| Extract provided |
● ● ● ● ● ● ●

The primary, overarching goal of the Fellowship in Metabolic and Nutritional Medicine is not only to instruct participants in the most recent developments in metabolic medicine, but also to allow them to further their professional trajectories and journeys. Many of our Fellows go on to open their own practices or change current practices; several of them write and become published; others share education and disseminate information in a variety of ways.
Nathan Goodyear, MD, one of our previous Fellows, penned an article for LinkedIn titled “What is Wellness Medicine? A life lesson.” Board-certified by the American Academy of Anti-Aging Medicine in 2010, Dr. Goodyear completed the Advanced Fellowship in addition to several electives: Pediatrics, Homeopathy, IV Therapy, Toxicology, and Weight Management. In the article, he discusses the characteristics that distinguish ‘wellness medicine,’ explaining that the very nature of this brand of medicine is defined by its focus and goal: “its focus is the patient and its goal is the healing of the patient.” Dr. Goodyear explains that wellness medicine is rooted in being proactive: working within the parameters of someone’s lifestyle, in order to prevent the manifestation of chronic disease.

● ● ● ● ● ● ●

| What you will do |
A. List the electives that the Fellowship text says Dr. Goodyear completed alongside the Advanced Fellowship.
B. According to the Fellowship text, what is the goal of wellness medicine?

Image point grounding data:
● ● ● ● ● ● ●

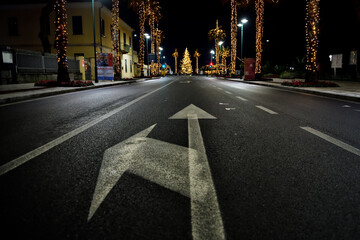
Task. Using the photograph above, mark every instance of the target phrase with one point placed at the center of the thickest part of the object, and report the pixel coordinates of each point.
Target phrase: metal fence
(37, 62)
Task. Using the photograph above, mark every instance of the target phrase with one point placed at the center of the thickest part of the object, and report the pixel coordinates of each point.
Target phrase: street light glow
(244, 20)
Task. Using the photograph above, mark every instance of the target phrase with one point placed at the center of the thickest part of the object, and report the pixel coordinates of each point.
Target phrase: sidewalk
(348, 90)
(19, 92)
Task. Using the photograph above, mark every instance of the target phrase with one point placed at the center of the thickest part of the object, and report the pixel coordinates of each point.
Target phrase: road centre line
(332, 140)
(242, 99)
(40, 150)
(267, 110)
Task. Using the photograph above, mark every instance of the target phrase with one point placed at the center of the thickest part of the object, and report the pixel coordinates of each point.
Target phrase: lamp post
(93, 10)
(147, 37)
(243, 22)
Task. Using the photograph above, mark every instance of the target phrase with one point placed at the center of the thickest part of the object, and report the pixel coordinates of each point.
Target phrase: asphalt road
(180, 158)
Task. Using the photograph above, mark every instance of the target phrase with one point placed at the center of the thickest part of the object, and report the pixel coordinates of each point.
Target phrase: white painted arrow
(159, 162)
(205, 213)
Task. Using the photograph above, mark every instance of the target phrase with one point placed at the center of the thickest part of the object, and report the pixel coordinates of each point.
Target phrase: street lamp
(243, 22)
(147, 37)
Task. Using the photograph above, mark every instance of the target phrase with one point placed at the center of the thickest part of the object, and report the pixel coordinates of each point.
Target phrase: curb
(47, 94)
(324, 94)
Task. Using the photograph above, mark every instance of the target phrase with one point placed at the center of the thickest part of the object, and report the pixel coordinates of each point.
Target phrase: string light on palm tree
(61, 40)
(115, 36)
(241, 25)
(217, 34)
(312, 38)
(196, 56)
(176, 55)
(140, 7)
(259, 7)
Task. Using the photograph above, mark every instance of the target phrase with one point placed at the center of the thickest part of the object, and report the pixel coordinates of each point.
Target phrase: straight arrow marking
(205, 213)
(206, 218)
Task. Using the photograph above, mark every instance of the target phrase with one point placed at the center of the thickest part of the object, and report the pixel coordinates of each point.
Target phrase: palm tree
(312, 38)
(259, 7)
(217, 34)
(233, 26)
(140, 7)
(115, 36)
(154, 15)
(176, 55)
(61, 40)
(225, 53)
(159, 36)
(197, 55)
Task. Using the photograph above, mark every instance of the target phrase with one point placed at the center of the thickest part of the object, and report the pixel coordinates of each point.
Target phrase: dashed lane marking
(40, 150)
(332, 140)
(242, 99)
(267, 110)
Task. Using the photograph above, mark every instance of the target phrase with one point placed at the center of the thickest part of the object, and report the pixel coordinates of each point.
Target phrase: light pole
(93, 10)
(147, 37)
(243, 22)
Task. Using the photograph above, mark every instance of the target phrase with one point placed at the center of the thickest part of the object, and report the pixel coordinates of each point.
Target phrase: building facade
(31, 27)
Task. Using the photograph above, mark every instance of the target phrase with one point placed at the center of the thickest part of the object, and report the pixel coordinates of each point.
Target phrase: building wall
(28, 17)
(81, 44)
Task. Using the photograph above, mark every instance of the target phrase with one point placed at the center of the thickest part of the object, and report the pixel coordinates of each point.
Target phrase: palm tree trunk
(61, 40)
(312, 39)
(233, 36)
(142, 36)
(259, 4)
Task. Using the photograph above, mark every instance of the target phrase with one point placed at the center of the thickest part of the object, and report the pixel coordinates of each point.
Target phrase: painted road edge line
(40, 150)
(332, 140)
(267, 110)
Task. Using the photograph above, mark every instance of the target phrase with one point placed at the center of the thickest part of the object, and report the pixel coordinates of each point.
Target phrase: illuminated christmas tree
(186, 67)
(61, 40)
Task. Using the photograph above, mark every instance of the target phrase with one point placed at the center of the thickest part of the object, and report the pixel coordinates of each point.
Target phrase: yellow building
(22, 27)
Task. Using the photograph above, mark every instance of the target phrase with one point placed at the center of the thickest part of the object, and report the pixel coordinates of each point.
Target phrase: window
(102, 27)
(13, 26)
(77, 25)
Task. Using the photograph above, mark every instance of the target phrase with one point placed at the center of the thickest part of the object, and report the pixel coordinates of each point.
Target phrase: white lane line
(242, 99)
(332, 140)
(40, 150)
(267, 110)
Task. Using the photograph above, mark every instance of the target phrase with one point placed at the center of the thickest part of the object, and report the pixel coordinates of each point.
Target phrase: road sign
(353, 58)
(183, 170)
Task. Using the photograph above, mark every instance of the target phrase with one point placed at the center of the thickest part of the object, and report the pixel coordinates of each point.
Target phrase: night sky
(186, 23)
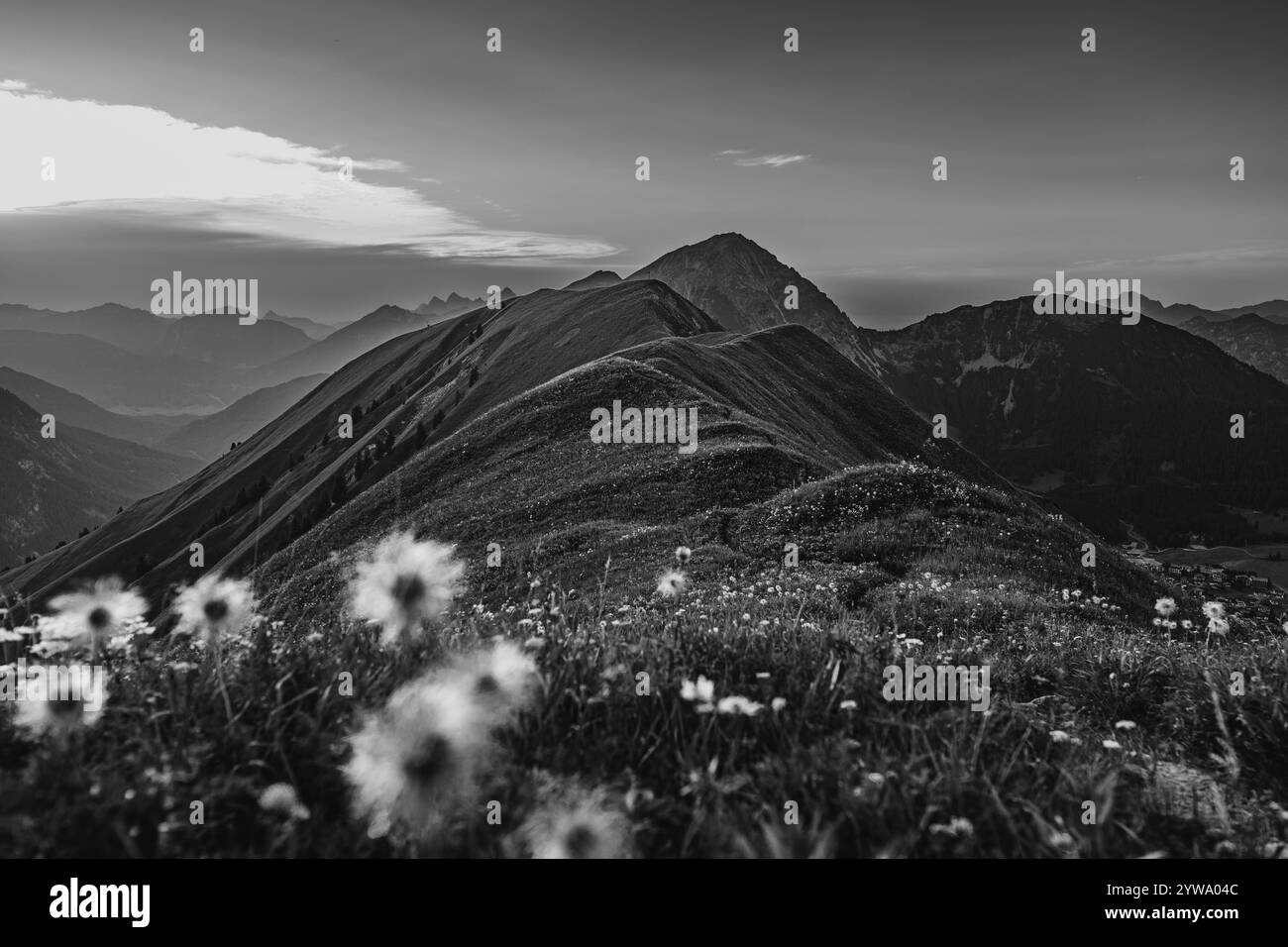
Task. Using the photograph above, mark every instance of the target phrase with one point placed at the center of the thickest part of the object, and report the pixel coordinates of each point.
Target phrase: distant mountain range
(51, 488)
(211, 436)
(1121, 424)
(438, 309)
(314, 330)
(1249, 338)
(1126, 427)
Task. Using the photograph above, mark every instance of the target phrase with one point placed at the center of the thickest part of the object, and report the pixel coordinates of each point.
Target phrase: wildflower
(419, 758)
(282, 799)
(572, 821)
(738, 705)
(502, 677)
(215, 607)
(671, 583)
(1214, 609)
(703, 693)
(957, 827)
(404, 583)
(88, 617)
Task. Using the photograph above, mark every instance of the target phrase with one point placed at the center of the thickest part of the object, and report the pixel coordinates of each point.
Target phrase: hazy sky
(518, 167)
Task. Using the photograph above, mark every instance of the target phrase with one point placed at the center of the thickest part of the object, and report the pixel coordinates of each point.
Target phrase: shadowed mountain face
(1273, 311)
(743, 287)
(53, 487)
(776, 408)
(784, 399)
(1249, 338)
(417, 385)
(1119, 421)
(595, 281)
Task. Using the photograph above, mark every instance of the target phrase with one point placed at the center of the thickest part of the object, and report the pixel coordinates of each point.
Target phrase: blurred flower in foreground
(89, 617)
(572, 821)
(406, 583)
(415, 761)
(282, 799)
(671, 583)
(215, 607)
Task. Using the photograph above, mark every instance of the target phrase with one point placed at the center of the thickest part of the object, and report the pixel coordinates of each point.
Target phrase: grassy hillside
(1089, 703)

● ● ● ● ● ● ●

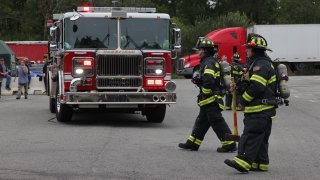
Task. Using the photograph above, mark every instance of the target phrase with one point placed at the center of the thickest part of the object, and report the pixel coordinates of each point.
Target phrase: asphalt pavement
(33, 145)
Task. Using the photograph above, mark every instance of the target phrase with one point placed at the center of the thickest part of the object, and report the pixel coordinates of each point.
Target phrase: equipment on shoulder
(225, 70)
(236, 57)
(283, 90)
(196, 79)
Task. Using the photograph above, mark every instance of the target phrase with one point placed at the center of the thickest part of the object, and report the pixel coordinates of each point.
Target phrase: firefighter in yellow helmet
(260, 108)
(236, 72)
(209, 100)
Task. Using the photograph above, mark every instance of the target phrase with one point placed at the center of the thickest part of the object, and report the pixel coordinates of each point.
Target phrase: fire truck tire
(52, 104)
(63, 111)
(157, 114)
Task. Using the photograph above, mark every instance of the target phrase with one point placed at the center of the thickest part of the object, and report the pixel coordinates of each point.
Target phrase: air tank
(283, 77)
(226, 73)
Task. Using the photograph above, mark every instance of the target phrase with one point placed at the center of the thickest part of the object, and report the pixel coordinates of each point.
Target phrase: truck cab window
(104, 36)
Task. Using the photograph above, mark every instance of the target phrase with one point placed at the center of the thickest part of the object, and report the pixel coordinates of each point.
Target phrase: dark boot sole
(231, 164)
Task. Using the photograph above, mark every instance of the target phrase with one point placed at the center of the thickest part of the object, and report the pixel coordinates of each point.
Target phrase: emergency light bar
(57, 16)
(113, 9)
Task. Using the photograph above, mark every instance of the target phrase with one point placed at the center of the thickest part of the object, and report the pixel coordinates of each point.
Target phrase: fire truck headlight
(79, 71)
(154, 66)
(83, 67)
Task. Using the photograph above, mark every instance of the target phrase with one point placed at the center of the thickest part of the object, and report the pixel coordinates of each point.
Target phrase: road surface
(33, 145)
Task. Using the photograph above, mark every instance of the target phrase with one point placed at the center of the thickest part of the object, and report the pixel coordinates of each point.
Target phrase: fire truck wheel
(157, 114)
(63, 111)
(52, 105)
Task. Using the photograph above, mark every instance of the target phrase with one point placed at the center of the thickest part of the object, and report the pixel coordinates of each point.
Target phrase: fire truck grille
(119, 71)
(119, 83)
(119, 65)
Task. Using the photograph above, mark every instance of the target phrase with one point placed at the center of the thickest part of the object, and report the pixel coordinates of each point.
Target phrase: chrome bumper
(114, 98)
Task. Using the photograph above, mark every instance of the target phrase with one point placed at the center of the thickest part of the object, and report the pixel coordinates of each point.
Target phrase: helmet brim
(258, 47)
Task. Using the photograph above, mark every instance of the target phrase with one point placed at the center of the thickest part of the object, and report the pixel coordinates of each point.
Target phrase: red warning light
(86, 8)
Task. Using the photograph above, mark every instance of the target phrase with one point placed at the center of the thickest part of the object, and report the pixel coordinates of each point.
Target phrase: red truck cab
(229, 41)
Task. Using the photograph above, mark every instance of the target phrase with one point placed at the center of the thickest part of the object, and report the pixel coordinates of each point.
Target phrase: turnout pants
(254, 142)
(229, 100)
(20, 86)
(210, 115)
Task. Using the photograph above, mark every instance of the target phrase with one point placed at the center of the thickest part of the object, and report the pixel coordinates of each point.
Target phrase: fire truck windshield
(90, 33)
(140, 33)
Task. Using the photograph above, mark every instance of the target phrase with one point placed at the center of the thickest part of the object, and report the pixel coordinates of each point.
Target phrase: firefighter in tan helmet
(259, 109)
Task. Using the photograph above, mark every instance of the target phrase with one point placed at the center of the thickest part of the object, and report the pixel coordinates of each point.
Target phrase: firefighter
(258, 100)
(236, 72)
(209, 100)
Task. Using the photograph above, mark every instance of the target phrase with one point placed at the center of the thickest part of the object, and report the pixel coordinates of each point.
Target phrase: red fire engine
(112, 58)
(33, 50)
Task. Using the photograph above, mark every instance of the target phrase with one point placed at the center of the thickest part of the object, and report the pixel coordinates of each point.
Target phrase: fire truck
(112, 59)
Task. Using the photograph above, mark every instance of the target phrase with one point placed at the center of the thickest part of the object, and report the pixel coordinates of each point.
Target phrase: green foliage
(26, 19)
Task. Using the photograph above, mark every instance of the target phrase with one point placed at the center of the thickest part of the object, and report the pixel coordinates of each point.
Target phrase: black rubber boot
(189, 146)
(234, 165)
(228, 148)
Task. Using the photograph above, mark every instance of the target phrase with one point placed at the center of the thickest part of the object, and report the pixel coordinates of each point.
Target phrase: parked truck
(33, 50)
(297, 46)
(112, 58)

● ● ● ● ● ● ●

| Answers to the exercises |
A. Pediatrics, Homeopathy, IV Therapy, Toxicology, Weight Management

B. Its goal is the healing of the patient.